## Task description
Rewrite everything from the start of the records down through the line containing "74L169 56L137 93L209", changing "rough mask" to "coarse mask" and leaving all else as it is. Return only those lines.

════

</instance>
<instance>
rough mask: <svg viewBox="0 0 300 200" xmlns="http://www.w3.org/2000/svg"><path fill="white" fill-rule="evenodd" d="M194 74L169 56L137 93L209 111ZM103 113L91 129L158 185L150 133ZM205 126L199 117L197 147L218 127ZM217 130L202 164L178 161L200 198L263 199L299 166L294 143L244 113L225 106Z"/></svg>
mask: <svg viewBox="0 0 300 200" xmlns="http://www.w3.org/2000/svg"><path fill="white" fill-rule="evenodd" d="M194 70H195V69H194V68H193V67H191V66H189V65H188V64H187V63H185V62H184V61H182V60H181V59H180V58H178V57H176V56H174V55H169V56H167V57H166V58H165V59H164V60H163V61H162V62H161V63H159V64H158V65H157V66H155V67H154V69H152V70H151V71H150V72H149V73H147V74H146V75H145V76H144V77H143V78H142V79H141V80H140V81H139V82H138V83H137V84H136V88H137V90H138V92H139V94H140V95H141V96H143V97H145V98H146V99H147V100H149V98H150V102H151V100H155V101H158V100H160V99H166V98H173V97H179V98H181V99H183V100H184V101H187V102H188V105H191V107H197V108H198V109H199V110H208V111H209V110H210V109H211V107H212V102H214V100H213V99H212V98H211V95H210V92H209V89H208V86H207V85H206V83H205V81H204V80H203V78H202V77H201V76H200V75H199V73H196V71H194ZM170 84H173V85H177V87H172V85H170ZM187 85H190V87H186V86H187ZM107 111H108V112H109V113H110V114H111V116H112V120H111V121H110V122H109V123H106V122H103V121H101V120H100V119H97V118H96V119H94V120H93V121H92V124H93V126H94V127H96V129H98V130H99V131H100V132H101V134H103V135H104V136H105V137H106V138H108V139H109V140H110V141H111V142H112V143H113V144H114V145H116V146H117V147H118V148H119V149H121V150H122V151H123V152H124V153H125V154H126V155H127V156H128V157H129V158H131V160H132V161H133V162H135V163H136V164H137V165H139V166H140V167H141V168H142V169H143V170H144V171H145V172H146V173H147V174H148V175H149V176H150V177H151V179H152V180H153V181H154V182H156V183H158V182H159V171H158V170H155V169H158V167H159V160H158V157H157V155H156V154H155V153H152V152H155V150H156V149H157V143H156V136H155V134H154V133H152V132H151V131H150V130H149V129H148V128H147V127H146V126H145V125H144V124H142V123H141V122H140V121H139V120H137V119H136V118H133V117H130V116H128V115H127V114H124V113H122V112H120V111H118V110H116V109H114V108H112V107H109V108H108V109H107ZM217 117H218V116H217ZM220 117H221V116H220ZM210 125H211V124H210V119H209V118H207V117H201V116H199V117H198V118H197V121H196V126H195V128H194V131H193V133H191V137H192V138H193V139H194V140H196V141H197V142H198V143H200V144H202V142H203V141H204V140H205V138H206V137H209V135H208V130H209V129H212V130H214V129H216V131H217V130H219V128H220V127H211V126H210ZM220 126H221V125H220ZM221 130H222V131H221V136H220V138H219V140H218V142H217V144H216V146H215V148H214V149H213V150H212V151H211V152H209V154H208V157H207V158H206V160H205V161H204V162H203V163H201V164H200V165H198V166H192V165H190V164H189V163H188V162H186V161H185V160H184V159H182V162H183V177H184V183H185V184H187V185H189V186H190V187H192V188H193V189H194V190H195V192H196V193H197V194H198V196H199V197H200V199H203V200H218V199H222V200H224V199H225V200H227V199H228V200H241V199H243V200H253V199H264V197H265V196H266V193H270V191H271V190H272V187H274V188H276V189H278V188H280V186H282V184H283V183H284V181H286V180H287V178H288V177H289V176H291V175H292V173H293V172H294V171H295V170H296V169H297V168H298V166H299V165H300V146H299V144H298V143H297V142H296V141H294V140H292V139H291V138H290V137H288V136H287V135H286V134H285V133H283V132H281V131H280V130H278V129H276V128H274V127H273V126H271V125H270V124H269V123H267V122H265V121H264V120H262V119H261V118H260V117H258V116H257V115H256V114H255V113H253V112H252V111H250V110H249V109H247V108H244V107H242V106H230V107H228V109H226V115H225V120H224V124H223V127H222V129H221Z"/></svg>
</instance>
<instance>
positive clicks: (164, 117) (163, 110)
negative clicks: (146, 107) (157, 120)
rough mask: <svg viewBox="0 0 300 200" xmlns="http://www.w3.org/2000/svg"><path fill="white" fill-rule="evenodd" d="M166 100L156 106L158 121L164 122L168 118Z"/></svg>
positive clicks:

════

## Answer box
</instance>
<instance>
coarse mask: <svg viewBox="0 0 300 200" xmlns="http://www.w3.org/2000/svg"><path fill="white" fill-rule="evenodd" d="M194 74L169 56L137 93L209 111ZM103 113L91 129L158 185L150 133ZM205 126L199 117L197 147L218 127ZM217 130L202 164L178 161L200 198L263 199L299 166L294 143L244 113L225 106Z"/></svg>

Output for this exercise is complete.